• **ARTICLE**:
········
Announcement

Collapse
No announcement yet.
X
  • Filter
  • Time
  • Show
Clear All
new posts

  • Rounding with a macro

    Hi,

    To display a number rounded down to a user selected number of decimal places, I wrote some code that gave a surprising answer.

    Attempt 1

    local x = 0.20629048
    local dp = 4
    local x_round = round(`x', 10^-`dp')
    display "this is x `x' this is x_round `x_round'"

    The final line results in the following unexpected output - this is x .20629048 this is x_round .2063000000000001


    From the following you would expect x_round above to be calculated as .2063

    local x = 0.20629048
    local dp = 4
    display 10^-`dp'
    display round(`x', .0001)


    However, I can get around the problem with creating a new macro that evaluates the number of decimal places

    Attempt 2

    local x = 0.20629048
    local dp = 4
    local dp_value = 10^-`dp'
    local x_round = round(`x', `dp_value')
    display "this is x `x' this is x_round `x_round'"

    The final line results in the following correct output - this is x .20629048 this is x_round .2063

    Why does Attempt 1 fail?

    Thanks for taking the time to consider this,

    Don Vicendese

  • #2
    There are two separate issues here, only one of which you have explicitly talked about in your post.

    You have to distinguish between the value of a number in Stata's memory, and what you see when you -display- or -list- or -browse-, etc. They are not the same thing, and you control them in different ways.

    So if you want to display a number to four decimal places:
    Code:
    local x = 0.20629048 
    local dp = 4
    local fmt %`=`dp'+1'.`dp'f
    
    display `fmt' `x'
    will do that. If you want the number to show up that way in -list- and -browse- output you can do that with
    Code:
    format `fmt' X
    where X is the name of the variable in question, and local macro `fmt' is defined as in the first code block.
········
• **REQUEST 1**:
In the forum thread on rounding with a macro, what value of x_round does Attempt 2 display?
• **REQUEST 2**:
Print everything in the rounding thread from "You have to" down to "first code block.".

• **DATA PROVIDED**:
········
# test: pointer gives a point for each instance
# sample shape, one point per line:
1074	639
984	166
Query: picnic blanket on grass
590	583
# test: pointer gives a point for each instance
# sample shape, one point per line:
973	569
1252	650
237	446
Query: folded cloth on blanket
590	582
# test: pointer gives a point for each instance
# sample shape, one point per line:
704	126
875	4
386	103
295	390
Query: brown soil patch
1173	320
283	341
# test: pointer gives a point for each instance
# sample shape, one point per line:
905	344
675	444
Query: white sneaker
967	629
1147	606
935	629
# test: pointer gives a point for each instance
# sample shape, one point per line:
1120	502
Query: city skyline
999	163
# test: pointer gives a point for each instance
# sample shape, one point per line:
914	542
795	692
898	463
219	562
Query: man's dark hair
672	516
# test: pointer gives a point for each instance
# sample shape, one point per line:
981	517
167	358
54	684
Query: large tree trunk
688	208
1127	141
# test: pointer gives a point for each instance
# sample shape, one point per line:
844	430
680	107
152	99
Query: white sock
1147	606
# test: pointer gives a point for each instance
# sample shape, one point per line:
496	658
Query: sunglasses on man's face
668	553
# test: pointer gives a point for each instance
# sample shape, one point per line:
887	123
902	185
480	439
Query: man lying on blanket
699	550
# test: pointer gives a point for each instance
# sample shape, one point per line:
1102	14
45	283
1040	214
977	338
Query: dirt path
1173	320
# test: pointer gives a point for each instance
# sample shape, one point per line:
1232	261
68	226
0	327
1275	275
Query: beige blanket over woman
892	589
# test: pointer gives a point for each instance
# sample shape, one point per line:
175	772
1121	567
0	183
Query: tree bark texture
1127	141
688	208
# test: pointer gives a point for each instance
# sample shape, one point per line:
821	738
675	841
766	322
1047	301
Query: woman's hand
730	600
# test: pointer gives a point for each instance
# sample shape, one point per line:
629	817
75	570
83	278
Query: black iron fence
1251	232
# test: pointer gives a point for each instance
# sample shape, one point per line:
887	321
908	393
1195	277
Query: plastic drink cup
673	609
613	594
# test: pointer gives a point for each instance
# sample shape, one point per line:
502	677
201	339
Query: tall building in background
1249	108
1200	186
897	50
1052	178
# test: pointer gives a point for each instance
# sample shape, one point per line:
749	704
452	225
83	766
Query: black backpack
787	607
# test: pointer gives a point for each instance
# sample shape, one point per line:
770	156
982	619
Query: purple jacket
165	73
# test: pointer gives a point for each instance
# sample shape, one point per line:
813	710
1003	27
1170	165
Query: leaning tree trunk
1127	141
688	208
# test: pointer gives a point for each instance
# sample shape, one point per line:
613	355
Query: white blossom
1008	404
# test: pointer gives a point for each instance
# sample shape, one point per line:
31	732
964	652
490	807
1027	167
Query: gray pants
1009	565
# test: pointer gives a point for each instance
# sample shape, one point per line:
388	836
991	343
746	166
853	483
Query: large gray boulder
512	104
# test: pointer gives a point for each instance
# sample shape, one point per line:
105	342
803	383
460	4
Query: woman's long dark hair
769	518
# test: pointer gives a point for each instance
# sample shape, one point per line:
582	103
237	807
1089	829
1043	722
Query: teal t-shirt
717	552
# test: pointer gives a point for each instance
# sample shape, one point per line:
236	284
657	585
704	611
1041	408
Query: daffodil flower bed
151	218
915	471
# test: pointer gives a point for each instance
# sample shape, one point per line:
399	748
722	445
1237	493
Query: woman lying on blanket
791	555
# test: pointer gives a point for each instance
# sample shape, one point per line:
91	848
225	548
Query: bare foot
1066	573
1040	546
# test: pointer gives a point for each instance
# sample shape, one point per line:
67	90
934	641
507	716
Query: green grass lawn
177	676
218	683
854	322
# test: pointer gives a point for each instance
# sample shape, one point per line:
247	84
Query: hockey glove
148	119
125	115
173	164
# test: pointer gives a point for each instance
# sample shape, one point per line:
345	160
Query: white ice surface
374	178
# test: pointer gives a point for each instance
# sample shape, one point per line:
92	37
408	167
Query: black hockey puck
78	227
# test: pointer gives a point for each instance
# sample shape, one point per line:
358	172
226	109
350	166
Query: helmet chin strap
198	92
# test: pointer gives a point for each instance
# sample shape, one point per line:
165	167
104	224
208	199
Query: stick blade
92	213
········
• **EXPECTED OUTPUT 1**:
.2063

• **EXPECTED OUTPUT 2**:
You have to distinguish between the value of a number in Stata's memory, and what you see when you -display- or -list- or -browse-, etc. They are not the same thing, and you control them in different ways.

    So if you want to display a number to four decimal places:
    Code:
    local x = 0.20629048 
    local dp = 4
    local fmt %`=`dp'+1'.`dp'f
    
    display `fmt' `x'
    will do that. If you want the number to show up that way in -list- and -browse- output you can do that with
    Code:
    format `fmt' X
    where X is the name of the variable in question, and local macro `fmt' is defined as in the first code block.